### [WORK TO BE COMPLETED]
Reproduce the lines below from the one that contains "locate the smoke-filled" through the end, inclusive, and add nothing.

**** EXERCISE MATERIALS ****

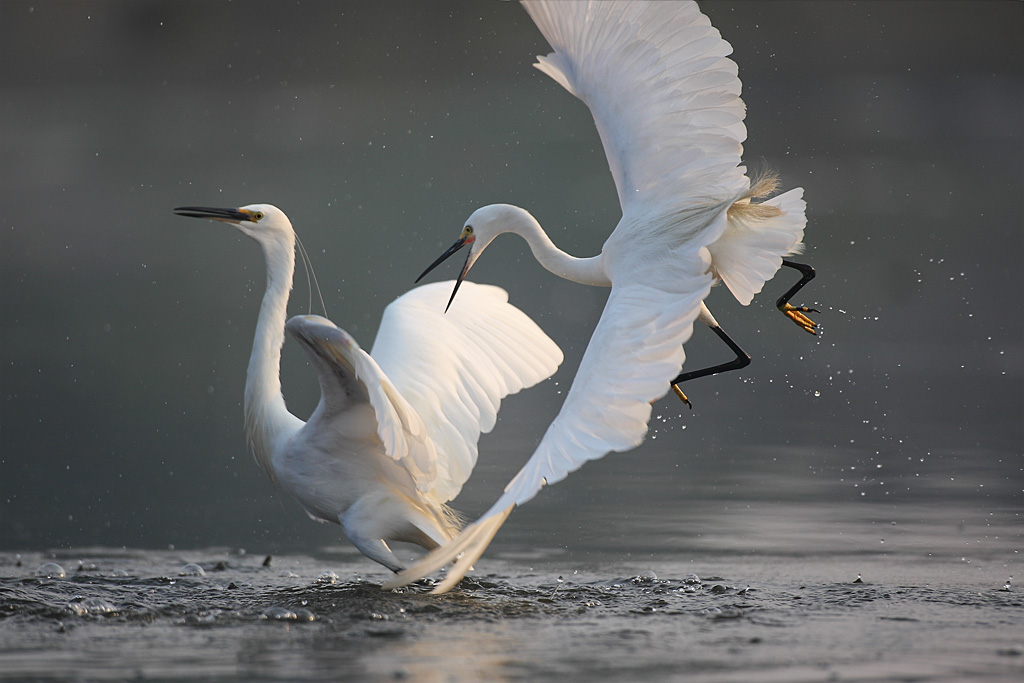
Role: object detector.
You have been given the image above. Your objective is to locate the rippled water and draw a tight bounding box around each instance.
[3,503,1021,682]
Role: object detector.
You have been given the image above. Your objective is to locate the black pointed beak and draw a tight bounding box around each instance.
[416,236,475,313]
[174,206,249,223]
[443,251,474,313]
[416,236,471,283]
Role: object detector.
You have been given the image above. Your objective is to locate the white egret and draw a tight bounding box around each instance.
[174,204,563,572]
[386,0,818,593]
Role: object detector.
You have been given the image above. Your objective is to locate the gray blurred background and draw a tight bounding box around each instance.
[2,1,1020,556]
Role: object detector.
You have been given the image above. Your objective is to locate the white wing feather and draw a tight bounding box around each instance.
[386,251,715,593]
[284,313,443,506]
[370,281,563,503]
[287,281,562,509]
[523,0,748,213]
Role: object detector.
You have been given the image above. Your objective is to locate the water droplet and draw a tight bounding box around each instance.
[178,563,205,577]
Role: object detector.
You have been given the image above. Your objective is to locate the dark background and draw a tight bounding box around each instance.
[2,1,1020,555]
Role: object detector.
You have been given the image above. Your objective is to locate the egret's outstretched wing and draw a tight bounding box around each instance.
[523,0,748,214]
[370,281,563,503]
[386,259,715,593]
[285,315,440,492]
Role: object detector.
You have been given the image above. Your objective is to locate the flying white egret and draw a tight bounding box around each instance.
[386,0,818,593]
[174,204,563,572]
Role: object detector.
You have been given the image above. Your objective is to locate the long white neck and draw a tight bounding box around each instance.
[243,232,300,479]
[508,208,610,287]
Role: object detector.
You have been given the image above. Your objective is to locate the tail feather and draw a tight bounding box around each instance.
[382,505,514,593]
[708,186,807,305]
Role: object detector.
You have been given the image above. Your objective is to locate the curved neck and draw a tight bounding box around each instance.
[513,211,609,286]
[244,233,298,477]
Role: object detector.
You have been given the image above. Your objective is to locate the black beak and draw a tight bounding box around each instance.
[416,236,474,313]
[174,206,248,222]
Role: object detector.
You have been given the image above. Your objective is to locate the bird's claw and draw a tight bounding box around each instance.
[671,384,692,409]
[779,303,818,335]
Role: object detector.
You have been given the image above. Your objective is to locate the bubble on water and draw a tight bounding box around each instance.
[178,563,206,577]
[279,570,299,578]
[110,569,130,578]
[316,570,339,584]
[37,562,66,578]
[683,573,701,585]
[702,607,722,618]
[260,606,298,621]
[631,570,658,584]
[67,597,119,617]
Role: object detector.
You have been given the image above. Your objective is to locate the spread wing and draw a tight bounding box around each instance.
[370,281,563,503]
[386,249,716,593]
[527,0,808,305]
[523,0,748,214]
[285,314,442,494]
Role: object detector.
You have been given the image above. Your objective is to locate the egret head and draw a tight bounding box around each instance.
[174,204,293,244]
[416,204,526,311]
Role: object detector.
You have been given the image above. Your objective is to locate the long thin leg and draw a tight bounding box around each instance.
[777,260,818,334]
[669,323,751,409]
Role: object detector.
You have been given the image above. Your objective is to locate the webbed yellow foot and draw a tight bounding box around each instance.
[779,303,819,335]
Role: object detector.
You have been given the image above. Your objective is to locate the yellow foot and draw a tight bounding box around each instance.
[672,384,692,409]
[779,303,819,335]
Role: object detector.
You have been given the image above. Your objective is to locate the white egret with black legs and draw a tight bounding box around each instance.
[387,0,819,593]
[174,204,562,572]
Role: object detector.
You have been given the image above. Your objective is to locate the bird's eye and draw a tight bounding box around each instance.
[465,226,473,234]
[253,212,265,221]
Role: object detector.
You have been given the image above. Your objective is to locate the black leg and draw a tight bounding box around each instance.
[777,260,818,334]
[669,324,751,408]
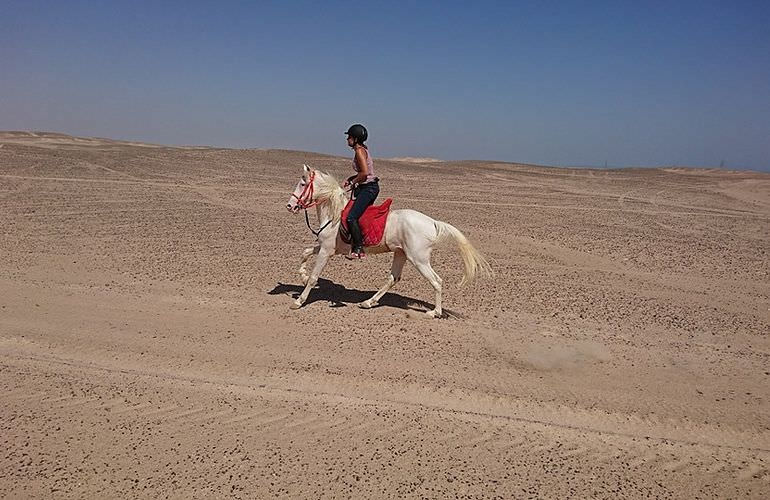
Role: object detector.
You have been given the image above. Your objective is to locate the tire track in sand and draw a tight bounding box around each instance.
[2,353,769,496]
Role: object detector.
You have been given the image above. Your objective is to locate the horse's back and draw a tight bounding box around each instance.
[387,208,436,228]
[384,208,438,250]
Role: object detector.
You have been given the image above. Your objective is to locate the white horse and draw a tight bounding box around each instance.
[286,164,491,318]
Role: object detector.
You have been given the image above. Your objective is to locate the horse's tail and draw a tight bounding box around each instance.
[433,221,492,286]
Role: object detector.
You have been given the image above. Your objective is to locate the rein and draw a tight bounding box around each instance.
[305,210,333,237]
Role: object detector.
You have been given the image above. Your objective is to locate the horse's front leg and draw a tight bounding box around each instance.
[291,247,333,309]
[299,244,320,285]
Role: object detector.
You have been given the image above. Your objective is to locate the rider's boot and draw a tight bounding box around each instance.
[345,218,365,260]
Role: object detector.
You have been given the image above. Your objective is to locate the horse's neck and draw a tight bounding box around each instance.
[318,191,347,224]
[315,205,331,225]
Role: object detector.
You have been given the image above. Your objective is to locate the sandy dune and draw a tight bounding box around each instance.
[385,157,444,164]
[1,131,769,498]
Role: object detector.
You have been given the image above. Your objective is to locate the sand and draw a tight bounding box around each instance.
[1,131,769,498]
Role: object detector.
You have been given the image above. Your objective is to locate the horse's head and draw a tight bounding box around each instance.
[287,164,318,213]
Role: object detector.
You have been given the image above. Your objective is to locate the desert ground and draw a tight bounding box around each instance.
[1,131,768,498]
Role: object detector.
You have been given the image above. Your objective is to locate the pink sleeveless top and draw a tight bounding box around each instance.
[353,147,376,184]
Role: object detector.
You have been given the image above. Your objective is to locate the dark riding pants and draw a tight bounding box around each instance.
[346,181,379,250]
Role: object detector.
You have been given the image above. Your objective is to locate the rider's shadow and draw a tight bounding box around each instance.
[267,279,461,318]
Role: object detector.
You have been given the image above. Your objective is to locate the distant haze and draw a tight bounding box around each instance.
[2,1,769,171]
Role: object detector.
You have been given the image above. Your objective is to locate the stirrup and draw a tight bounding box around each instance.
[345,249,365,260]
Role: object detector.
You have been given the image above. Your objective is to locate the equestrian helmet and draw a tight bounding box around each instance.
[345,124,368,143]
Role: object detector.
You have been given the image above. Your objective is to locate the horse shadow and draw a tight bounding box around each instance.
[267,278,462,319]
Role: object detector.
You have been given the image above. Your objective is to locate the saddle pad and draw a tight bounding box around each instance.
[340,198,393,246]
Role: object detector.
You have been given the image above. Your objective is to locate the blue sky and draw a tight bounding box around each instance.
[2,0,769,170]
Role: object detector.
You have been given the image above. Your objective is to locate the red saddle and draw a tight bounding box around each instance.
[340,198,393,247]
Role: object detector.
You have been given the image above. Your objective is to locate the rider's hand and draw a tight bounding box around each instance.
[343,180,350,188]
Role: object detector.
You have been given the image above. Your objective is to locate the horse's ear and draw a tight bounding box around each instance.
[303,163,311,173]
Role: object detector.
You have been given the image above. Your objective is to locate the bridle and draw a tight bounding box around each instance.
[291,170,333,237]
[291,170,319,210]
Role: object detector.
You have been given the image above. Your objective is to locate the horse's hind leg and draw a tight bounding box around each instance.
[412,256,443,318]
[359,250,406,309]
[299,244,320,285]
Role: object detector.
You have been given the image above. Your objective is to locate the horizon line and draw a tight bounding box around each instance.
[2,129,767,174]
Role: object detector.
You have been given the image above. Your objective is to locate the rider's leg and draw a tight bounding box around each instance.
[345,183,379,256]
[346,216,364,255]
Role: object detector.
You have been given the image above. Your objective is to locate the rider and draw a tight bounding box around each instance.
[343,123,379,260]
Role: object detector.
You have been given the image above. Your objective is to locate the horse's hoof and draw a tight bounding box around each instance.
[358,300,375,309]
[425,310,442,319]
[290,301,302,310]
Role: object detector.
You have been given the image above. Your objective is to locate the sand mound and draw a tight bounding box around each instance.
[387,156,444,163]
[0,130,209,150]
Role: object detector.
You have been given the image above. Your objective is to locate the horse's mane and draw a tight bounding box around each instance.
[313,170,347,222]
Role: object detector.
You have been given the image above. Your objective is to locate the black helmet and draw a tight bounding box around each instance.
[345,123,368,143]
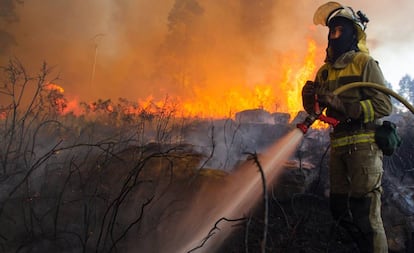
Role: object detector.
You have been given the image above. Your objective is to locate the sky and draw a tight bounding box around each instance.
[350,0,414,88]
[1,0,414,109]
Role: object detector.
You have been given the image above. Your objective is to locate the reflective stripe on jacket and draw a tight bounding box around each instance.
[314,51,392,126]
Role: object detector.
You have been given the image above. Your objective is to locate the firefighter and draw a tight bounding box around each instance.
[302,2,392,252]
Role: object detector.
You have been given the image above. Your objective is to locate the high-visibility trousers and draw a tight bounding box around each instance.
[329,141,388,253]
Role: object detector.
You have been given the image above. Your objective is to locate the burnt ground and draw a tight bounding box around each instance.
[0,109,414,253]
[219,195,359,253]
[188,157,361,253]
[194,158,414,253]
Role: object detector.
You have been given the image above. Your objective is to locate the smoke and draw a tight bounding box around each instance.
[3,0,412,104]
[0,0,21,54]
[1,0,322,104]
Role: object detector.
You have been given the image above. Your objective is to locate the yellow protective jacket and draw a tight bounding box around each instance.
[314,50,392,131]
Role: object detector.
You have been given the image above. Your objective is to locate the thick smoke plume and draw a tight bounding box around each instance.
[2,0,413,105]
[1,0,323,104]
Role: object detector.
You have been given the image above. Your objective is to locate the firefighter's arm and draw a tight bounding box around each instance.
[360,58,393,121]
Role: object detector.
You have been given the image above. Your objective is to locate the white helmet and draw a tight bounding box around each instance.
[313,2,370,53]
[313,1,369,31]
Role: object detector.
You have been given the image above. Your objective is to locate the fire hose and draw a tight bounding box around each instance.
[297,81,414,133]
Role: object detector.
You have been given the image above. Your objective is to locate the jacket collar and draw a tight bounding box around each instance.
[330,50,356,69]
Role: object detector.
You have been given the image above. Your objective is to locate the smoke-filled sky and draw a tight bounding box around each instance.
[1,0,414,109]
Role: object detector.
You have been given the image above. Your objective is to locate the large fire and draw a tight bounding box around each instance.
[37,39,323,122]
[138,39,320,119]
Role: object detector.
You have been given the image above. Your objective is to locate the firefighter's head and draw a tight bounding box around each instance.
[313,2,369,61]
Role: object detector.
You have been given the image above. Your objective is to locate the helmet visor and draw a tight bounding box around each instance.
[313,1,343,26]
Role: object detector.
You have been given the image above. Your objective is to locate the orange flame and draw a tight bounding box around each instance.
[281,39,317,115]
[139,39,320,119]
[41,39,324,122]
[0,110,6,120]
[44,83,65,93]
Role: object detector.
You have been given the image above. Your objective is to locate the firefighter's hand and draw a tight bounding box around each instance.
[317,91,342,110]
[302,81,316,114]
[317,91,362,119]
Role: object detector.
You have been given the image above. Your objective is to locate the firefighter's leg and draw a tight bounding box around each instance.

****

### [SOLUTION BELOW]
You have been given the image above. Your objective is to locate the smoke-filled sky and draw a tight bounding box around each instance.
[1,0,414,109]
Role: object detector.
You have been given the image above. Your objective is to locate the large fire and draw a tight bounding box around each instance.
[37,39,323,122]
[138,39,320,119]
Role: object detector.
You have been given the image above. Your objective is to locate the firefighter's head and draw a tight bounding box around each instance.
[313,2,369,61]
Role: object detector.
You have been given the image above. Your objective is to locate the helmet visor and draw a tight bounding box around each instance.
[313,1,343,26]
Role: object detector.
You have been given the image above. Your objective is to locate the orange flame and draw a tight bounding box around each instance.
[281,39,317,115]
[139,39,320,119]
[41,39,324,122]
[0,110,6,120]
[44,83,65,93]
Role: object detector.
You have been given the image above. Your objective is to locate the firefighter's hand and draw a tight bounding box around each instance.
[317,91,342,110]
[302,81,316,114]
[317,91,362,119]
Role: object detector.
You have been given the image above. Your objective is to locate the firefighter's leg and draw a tight bounding box around each instance.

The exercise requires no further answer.